TEXT FOR ANALYSIS below:

A Backwards Glance @ The Big City Nights Band's first 4 albums, 2007-2009
Part 1 of a 5-part series
We were mainly active from 2005-2015, but we never stopped. Adulthood, work, my own drug problems, and geography (we all live in different cities now, me in Toronto, James in Hamilton, and Ryan in Brampton) has prevented us from getting together but when we finally do, after this COVID nightmare ends, we will be finishing vocals & bass on the long-delayed, long-awaited You’ve Come A Long Way, Maybe…a mammoth double album featuring forty (!) songs, 20 of which we did basic tracks for in late 2015 (I know, it’s insane that we haven’t finished this record yet but…like I said…life, man). I expect the album to be out either sometime in 2022 or, for sure, in 2023.
After that, we will most likely transition to writing and recording singles instead of full albums, due to the time constraints placed on us. So we could get together on a Saturday morning at James detached house in Hamilton (we are just waiting for COVID to end and for him to do some soundproofing and fix a basement issue that arose this winter), write a song that morning, record it over the afternoon, mix it and master it by the evening, then upload it to Bandcamp, Soundcloud, Spotify and YouTube. It will be our Single of the Month. A full year of this (and getting together once a month sounds totally feasible), and we’ll have a 12 track album (11 tracks if we miss one month) we can then compile, and upload to Bandcamp with a title, deleting the singles pages (though leaving them up on the other platforms). Bandcamp is the depository where we keep our full-length records. And though I have recorded a few albums without Ryan & James, I don’t want to do that anymore. So no more LPs like Mercy Among the Children (2011), High Hopes (2016), or Almost Awake (2016), the latter of which was done with my friend Jules on drums, who played on several songs on early albums like Born to Bar Band & A Steamroller Named Desire & Complete Lung Champions. Jules also played bass on “That Evil Beat,” the first song on Carry Me Ontario. Every song Jules played was made better by the sheer power, control, understanding of the dynamics of a song, studio mastery, etc that Jules had. So I have to extend my thanks for all of the work Jules did on so many BCN songs over the years, from 2006-2016. Drums, vocals, bass, synth. All of it. THANK U.

End of TEXT FOR ANALYSIS.
RECORDS PROVIDED below:

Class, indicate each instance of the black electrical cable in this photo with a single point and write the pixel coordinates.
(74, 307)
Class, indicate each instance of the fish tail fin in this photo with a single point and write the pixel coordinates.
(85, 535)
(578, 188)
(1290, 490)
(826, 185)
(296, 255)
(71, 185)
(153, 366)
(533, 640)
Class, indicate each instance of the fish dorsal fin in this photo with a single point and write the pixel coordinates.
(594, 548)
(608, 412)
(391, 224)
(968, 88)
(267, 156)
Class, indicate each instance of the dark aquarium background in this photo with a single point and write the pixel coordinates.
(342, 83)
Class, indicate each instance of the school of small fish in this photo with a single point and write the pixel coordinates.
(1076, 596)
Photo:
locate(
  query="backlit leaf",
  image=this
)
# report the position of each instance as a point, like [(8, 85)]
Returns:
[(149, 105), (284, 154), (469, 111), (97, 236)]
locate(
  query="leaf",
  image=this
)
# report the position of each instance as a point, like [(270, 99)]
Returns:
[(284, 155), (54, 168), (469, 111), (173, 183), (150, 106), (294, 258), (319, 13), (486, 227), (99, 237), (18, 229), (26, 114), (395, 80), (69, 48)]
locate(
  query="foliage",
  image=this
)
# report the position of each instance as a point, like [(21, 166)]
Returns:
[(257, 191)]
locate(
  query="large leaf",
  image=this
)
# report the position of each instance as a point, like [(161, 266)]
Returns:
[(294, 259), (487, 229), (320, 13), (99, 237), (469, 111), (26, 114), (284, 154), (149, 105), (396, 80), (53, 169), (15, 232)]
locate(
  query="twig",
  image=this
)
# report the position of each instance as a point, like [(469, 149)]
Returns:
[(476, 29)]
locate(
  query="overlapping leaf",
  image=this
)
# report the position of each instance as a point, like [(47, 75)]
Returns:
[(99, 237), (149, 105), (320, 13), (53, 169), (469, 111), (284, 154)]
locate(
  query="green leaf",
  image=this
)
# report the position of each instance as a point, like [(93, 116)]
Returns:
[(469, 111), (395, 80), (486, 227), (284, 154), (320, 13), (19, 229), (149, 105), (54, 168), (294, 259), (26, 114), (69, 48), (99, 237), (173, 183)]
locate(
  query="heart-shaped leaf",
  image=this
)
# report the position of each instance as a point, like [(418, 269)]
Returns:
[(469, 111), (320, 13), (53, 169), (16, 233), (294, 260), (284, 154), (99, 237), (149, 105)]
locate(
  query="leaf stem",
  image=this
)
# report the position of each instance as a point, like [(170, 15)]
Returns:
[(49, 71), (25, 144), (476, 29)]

End of RECORDS PROVIDED.

▶ **PROBLEM TO SOLVE**: Set down the passage of the Big City Nights Band retrospective above from "A Backwards Glance" to "sure, in 2023.", copying it word for word.

▶ **SOLUTION TO THIS PROBLEM**:
A Backwards Glance @ The Big City Nights Band's first 4 albums, 2007-2009
Part 1 of a 5-part series
We were mainly active from 2005-2015, but we never stopped. Adulthood, work, my own drug problems, and geography (we all live in different cities now, me in Toronto, James in Hamilton, and Ryan in Brampton) has prevented us from getting together but when we finally do, after this COVID nightmare ends, we will be finishing vocals & bass on the long-delayed, long-awaited You’ve Come A Long Way, Maybe…a mammoth double album featuring forty (!) songs, 20 of which we did basic tracks for in late 2015 (I know, it’s insane that we haven’t finished this record yet but…like I said…life, man). I expect the album to be out either sometime in 2022 or, for sure, in 2023.